» **Task to complete**: How many lines of the material below contain the string "wasp"? Case counts, and the reply should be the number alone.

==== Task input

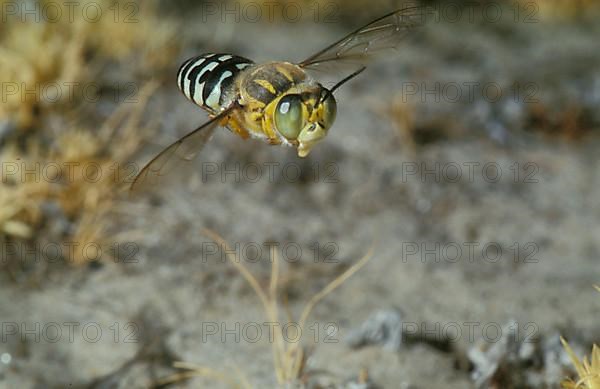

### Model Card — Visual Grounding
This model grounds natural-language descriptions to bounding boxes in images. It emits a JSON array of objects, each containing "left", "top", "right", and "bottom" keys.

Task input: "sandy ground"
[{"left": 0, "top": 3, "right": 600, "bottom": 388}]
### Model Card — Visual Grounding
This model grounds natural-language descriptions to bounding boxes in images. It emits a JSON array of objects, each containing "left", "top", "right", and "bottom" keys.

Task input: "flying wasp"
[{"left": 131, "top": 7, "right": 425, "bottom": 189}]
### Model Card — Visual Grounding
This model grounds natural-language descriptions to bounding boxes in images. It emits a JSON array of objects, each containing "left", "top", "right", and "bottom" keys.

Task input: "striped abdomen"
[{"left": 177, "top": 53, "right": 254, "bottom": 113}]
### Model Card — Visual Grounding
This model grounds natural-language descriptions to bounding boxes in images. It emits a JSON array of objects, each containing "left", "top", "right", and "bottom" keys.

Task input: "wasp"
[{"left": 132, "top": 7, "right": 424, "bottom": 189}]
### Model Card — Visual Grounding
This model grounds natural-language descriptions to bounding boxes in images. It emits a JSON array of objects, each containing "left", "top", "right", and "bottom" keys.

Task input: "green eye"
[
  {"left": 322, "top": 93, "right": 337, "bottom": 129},
  {"left": 275, "top": 95, "right": 303, "bottom": 139}
]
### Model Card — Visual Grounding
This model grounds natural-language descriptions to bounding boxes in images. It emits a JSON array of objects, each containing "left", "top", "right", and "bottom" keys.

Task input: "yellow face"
[{"left": 267, "top": 86, "right": 337, "bottom": 157}]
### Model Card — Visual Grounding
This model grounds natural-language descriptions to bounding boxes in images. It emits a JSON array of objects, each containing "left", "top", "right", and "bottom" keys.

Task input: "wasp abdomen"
[{"left": 177, "top": 53, "right": 254, "bottom": 113}]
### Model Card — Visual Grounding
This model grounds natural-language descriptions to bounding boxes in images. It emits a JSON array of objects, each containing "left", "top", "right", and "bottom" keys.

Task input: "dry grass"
[
  {"left": 0, "top": 0, "right": 179, "bottom": 264},
  {"left": 560, "top": 286, "right": 600, "bottom": 389},
  {"left": 160, "top": 230, "right": 373, "bottom": 388},
  {"left": 519, "top": 0, "right": 599, "bottom": 20}
]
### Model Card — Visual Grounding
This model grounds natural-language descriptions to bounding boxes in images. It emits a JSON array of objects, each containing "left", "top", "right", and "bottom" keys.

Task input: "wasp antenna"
[{"left": 321, "top": 66, "right": 367, "bottom": 102}]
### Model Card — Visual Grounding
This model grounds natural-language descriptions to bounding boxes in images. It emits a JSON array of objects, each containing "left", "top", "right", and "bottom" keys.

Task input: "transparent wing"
[
  {"left": 298, "top": 6, "right": 428, "bottom": 69},
  {"left": 130, "top": 108, "right": 234, "bottom": 192}
]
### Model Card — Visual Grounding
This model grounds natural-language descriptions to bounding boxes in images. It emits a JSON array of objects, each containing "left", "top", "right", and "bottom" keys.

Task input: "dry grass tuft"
[
  {"left": 560, "top": 285, "right": 600, "bottom": 389},
  {"left": 161, "top": 230, "right": 373, "bottom": 388},
  {"left": 0, "top": 0, "right": 179, "bottom": 265}
]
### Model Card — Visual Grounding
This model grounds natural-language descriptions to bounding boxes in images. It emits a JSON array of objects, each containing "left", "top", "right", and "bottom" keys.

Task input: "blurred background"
[{"left": 0, "top": 0, "right": 600, "bottom": 389}]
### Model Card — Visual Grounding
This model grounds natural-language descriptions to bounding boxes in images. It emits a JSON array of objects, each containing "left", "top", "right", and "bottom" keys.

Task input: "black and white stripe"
[{"left": 177, "top": 53, "right": 254, "bottom": 113}]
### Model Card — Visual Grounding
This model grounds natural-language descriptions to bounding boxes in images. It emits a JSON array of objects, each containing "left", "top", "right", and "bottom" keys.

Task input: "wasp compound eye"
[{"left": 275, "top": 95, "right": 304, "bottom": 140}]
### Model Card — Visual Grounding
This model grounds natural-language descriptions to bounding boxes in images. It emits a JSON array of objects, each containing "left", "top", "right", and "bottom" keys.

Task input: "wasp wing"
[
  {"left": 298, "top": 6, "right": 428, "bottom": 70},
  {"left": 130, "top": 108, "right": 234, "bottom": 192}
]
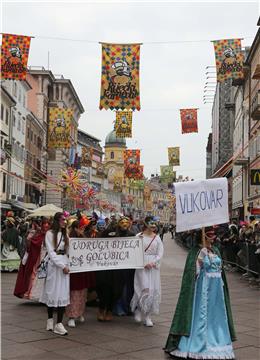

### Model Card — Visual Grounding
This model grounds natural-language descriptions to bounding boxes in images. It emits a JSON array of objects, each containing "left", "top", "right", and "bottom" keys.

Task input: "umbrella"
[{"left": 28, "top": 204, "right": 63, "bottom": 217}]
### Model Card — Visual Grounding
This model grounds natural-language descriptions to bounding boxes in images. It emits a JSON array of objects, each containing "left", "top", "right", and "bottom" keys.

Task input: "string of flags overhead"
[{"left": 1, "top": 34, "right": 247, "bottom": 184}]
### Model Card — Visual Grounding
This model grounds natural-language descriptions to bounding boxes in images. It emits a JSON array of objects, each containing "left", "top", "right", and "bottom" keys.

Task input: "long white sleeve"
[{"left": 45, "top": 230, "right": 66, "bottom": 269}]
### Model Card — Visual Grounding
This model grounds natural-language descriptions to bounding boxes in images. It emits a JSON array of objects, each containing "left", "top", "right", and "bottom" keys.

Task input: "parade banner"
[
  {"left": 180, "top": 109, "right": 198, "bottom": 134},
  {"left": 115, "top": 111, "right": 133, "bottom": 138},
  {"left": 174, "top": 178, "right": 229, "bottom": 232},
  {"left": 124, "top": 149, "right": 143, "bottom": 180},
  {"left": 69, "top": 236, "right": 144, "bottom": 273},
  {"left": 168, "top": 147, "right": 180, "bottom": 166},
  {"left": 160, "top": 165, "right": 176, "bottom": 183},
  {"left": 213, "top": 39, "right": 244, "bottom": 82},
  {"left": 114, "top": 175, "right": 123, "bottom": 192},
  {"left": 1, "top": 34, "right": 31, "bottom": 80},
  {"left": 99, "top": 44, "right": 140, "bottom": 111},
  {"left": 80, "top": 146, "right": 93, "bottom": 167},
  {"left": 48, "top": 108, "right": 73, "bottom": 149}
]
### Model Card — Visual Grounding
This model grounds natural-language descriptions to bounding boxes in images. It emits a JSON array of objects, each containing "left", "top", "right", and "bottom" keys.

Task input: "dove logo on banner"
[{"left": 174, "top": 178, "right": 229, "bottom": 232}]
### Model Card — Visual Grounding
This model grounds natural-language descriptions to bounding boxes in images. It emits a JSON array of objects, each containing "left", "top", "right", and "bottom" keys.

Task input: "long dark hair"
[{"left": 51, "top": 212, "right": 69, "bottom": 249}]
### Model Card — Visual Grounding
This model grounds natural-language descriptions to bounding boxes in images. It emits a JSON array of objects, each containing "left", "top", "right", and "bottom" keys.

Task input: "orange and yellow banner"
[
  {"left": 168, "top": 147, "right": 180, "bottom": 166},
  {"left": 99, "top": 44, "right": 140, "bottom": 111},
  {"left": 1, "top": 34, "right": 31, "bottom": 80},
  {"left": 124, "top": 149, "right": 143, "bottom": 180},
  {"left": 48, "top": 108, "right": 73, "bottom": 149},
  {"left": 180, "top": 109, "right": 198, "bottom": 134},
  {"left": 213, "top": 39, "right": 244, "bottom": 82},
  {"left": 115, "top": 111, "right": 133, "bottom": 138}
]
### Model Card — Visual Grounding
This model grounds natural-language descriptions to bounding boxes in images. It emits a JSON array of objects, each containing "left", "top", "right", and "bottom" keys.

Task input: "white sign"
[
  {"left": 174, "top": 178, "right": 229, "bottom": 232},
  {"left": 69, "top": 237, "right": 144, "bottom": 273}
]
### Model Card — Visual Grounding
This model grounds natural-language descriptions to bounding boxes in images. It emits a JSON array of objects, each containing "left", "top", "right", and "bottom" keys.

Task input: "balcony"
[{"left": 251, "top": 90, "right": 260, "bottom": 120}]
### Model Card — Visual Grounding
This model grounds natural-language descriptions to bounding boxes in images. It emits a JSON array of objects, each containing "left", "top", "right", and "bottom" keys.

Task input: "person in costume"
[
  {"left": 14, "top": 220, "right": 50, "bottom": 300},
  {"left": 164, "top": 228, "right": 236, "bottom": 360},
  {"left": 39, "top": 212, "right": 70, "bottom": 335},
  {"left": 66, "top": 217, "right": 95, "bottom": 327},
  {"left": 131, "top": 216, "right": 163, "bottom": 327}
]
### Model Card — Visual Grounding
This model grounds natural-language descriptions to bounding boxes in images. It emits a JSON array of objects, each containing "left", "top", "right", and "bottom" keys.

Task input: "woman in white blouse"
[
  {"left": 40, "top": 212, "right": 70, "bottom": 335},
  {"left": 131, "top": 216, "right": 163, "bottom": 326}
]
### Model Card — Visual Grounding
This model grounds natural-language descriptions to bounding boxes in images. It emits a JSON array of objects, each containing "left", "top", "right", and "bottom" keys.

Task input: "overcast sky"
[{"left": 1, "top": 1, "right": 259, "bottom": 179}]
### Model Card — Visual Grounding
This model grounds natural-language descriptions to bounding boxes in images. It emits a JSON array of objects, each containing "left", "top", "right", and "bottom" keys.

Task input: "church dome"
[{"left": 105, "top": 130, "right": 126, "bottom": 146}]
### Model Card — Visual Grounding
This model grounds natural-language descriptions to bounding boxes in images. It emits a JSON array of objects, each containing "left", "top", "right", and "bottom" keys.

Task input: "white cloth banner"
[
  {"left": 174, "top": 178, "right": 229, "bottom": 232},
  {"left": 69, "top": 237, "right": 144, "bottom": 273}
]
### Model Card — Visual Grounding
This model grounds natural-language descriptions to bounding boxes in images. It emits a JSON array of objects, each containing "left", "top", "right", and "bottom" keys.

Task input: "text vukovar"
[{"left": 179, "top": 189, "right": 223, "bottom": 214}]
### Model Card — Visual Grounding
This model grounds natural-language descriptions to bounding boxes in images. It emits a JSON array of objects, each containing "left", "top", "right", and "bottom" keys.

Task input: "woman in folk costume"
[
  {"left": 164, "top": 228, "right": 236, "bottom": 359},
  {"left": 131, "top": 216, "right": 163, "bottom": 326},
  {"left": 14, "top": 220, "right": 49, "bottom": 301},
  {"left": 66, "top": 216, "right": 95, "bottom": 327},
  {"left": 39, "top": 212, "right": 70, "bottom": 335}
]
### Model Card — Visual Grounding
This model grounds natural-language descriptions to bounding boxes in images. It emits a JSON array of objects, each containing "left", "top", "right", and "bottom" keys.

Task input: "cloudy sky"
[{"left": 1, "top": 1, "right": 259, "bottom": 179}]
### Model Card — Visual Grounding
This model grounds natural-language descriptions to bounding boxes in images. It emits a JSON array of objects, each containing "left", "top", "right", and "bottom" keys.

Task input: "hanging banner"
[
  {"left": 115, "top": 111, "right": 133, "bottom": 138},
  {"left": 80, "top": 146, "right": 93, "bottom": 167},
  {"left": 180, "top": 109, "right": 198, "bottom": 134},
  {"left": 124, "top": 149, "right": 143, "bottom": 180},
  {"left": 213, "top": 39, "right": 244, "bottom": 82},
  {"left": 48, "top": 108, "right": 73, "bottom": 149},
  {"left": 69, "top": 236, "right": 144, "bottom": 273},
  {"left": 168, "top": 147, "right": 180, "bottom": 166},
  {"left": 99, "top": 44, "right": 140, "bottom": 111},
  {"left": 114, "top": 175, "right": 123, "bottom": 192},
  {"left": 1, "top": 34, "right": 31, "bottom": 80},
  {"left": 160, "top": 165, "right": 176, "bottom": 184},
  {"left": 174, "top": 178, "right": 229, "bottom": 232}
]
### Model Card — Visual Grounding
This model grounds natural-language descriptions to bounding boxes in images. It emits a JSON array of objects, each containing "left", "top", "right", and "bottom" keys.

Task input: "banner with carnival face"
[
  {"left": 168, "top": 147, "right": 180, "bottom": 166},
  {"left": 213, "top": 39, "right": 244, "bottom": 82},
  {"left": 1, "top": 34, "right": 31, "bottom": 80},
  {"left": 124, "top": 149, "right": 141, "bottom": 179},
  {"left": 99, "top": 44, "right": 140, "bottom": 111},
  {"left": 80, "top": 146, "right": 93, "bottom": 167},
  {"left": 48, "top": 108, "right": 73, "bottom": 149},
  {"left": 180, "top": 109, "right": 198, "bottom": 134},
  {"left": 115, "top": 111, "right": 133, "bottom": 138},
  {"left": 160, "top": 165, "right": 176, "bottom": 183}
]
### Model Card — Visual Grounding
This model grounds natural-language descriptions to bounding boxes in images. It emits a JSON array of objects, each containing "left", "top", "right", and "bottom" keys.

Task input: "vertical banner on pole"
[{"left": 1, "top": 34, "right": 31, "bottom": 80}]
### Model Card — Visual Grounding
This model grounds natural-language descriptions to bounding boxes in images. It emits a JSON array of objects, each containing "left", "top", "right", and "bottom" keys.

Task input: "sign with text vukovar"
[
  {"left": 174, "top": 178, "right": 229, "bottom": 232},
  {"left": 69, "top": 237, "right": 144, "bottom": 273}
]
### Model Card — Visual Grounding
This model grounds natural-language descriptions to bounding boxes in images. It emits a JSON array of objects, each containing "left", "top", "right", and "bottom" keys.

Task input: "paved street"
[{"left": 1, "top": 236, "right": 260, "bottom": 360}]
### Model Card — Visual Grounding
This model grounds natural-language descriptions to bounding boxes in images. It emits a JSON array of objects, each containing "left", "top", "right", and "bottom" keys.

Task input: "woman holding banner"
[
  {"left": 131, "top": 216, "right": 163, "bottom": 327},
  {"left": 164, "top": 228, "right": 236, "bottom": 359}
]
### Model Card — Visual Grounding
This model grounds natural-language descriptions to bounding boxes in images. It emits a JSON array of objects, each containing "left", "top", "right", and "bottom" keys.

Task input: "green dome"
[{"left": 105, "top": 130, "right": 126, "bottom": 146}]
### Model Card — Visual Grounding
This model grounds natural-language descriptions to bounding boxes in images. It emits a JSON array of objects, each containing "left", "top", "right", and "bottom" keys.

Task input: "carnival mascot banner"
[
  {"left": 180, "top": 109, "right": 198, "bottom": 134},
  {"left": 99, "top": 44, "right": 141, "bottom": 111},
  {"left": 213, "top": 39, "right": 244, "bottom": 82},
  {"left": 115, "top": 111, "right": 133, "bottom": 138},
  {"left": 1, "top": 34, "right": 31, "bottom": 80},
  {"left": 48, "top": 108, "right": 73, "bottom": 149},
  {"left": 69, "top": 236, "right": 144, "bottom": 273},
  {"left": 174, "top": 178, "right": 229, "bottom": 232}
]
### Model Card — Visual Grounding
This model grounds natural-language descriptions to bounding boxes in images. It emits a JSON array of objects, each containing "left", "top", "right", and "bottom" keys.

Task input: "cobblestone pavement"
[{"left": 1, "top": 235, "right": 260, "bottom": 360}]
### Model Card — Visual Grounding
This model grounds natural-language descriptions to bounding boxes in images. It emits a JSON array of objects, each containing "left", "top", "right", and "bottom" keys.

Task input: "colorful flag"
[
  {"left": 80, "top": 146, "right": 93, "bottom": 167},
  {"left": 115, "top": 111, "right": 133, "bottom": 138},
  {"left": 48, "top": 108, "right": 73, "bottom": 149},
  {"left": 124, "top": 149, "right": 142, "bottom": 179},
  {"left": 160, "top": 165, "right": 176, "bottom": 184},
  {"left": 99, "top": 44, "right": 140, "bottom": 111},
  {"left": 114, "top": 175, "right": 123, "bottom": 192},
  {"left": 1, "top": 34, "right": 31, "bottom": 80},
  {"left": 180, "top": 109, "right": 198, "bottom": 134},
  {"left": 213, "top": 39, "right": 244, "bottom": 82},
  {"left": 168, "top": 147, "right": 180, "bottom": 166}
]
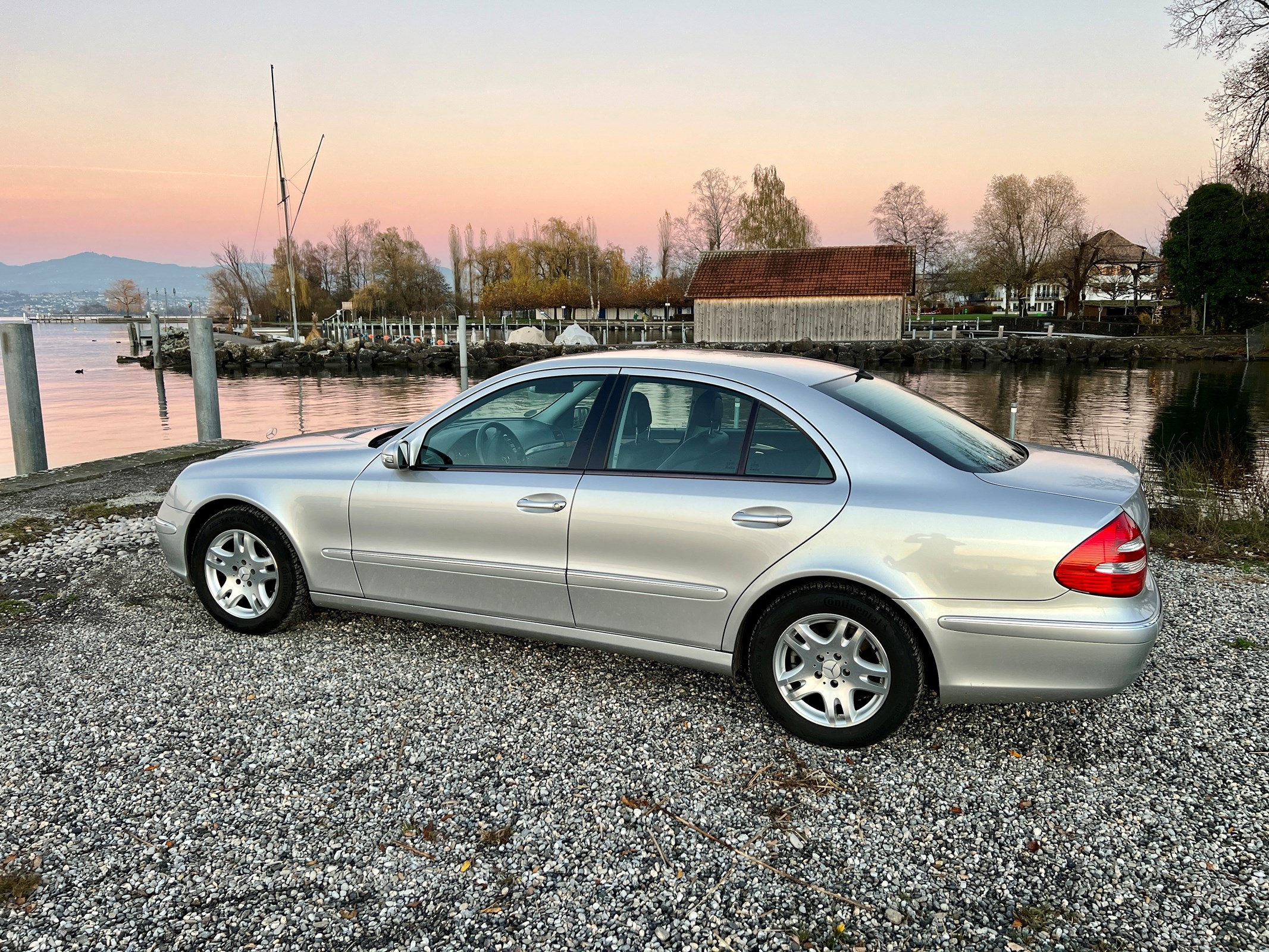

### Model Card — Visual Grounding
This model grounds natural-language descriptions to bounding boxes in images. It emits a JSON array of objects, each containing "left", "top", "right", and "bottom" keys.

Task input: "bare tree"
[
  {"left": 1167, "top": 0, "right": 1269, "bottom": 175},
  {"left": 212, "top": 241, "right": 269, "bottom": 329},
  {"left": 736, "top": 165, "right": 820, "bottom": 248},
  {"left": 971, "top": 173, "right": 1088, "bottom": 318},
  {"left": 449, "top": 225, "right": 463, "bottom": 314},
  {"left": 105, "top": 278, "right": 146, "bottom": 317},
  {"left": 870, "top": 181, "right": 952, "bottom": 314},
  {"left": 656, "top": 212, "right": 674, "bottom": 278},
  {"left": 1051, "top": 222, "right": 1101, "bottom": 317},
  {"left": 674, "top": 169, "right": 745, "bottom": 270}
]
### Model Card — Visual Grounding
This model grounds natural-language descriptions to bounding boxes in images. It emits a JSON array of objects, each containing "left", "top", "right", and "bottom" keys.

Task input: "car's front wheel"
[
  {"left": 189, "top": 505, "right": 311, "bottom": 635},
  {"left": 748, "top": 583, "right": 925, "bottom": 748}
]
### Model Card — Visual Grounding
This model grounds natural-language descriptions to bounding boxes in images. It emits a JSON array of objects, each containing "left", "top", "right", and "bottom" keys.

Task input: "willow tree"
[{"left": 736, "top": 165, "right": 819, "bottom": 248}]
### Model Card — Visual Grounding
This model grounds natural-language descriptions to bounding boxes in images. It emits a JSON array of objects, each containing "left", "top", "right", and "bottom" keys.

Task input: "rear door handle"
[
  {"left": 515, "top": 493, "right": 569, "bottom": 513},
  {"left": 731, "top": 506, "right": 793, "bottom": 528}
]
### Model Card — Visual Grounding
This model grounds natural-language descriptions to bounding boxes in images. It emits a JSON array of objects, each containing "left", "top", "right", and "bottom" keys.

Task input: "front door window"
[{"left": 420, "top": 375, "right": 604, "bottom": 469}]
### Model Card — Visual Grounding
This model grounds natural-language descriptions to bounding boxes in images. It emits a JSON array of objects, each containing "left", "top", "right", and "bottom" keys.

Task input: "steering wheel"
[{"left": 476, "top": 420, "right": 524, "bottom": 466}]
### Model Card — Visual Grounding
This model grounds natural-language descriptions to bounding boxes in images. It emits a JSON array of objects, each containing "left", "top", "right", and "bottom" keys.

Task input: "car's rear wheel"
[
  {"left": 748, "top": 583, "right": 925, "bottom": 748},
  {"left": 190, "top": 505, "right": 311, "bottom": 635}
]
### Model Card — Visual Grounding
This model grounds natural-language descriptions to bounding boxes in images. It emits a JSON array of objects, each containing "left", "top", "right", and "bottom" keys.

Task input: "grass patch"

========

» **Full answer**: 6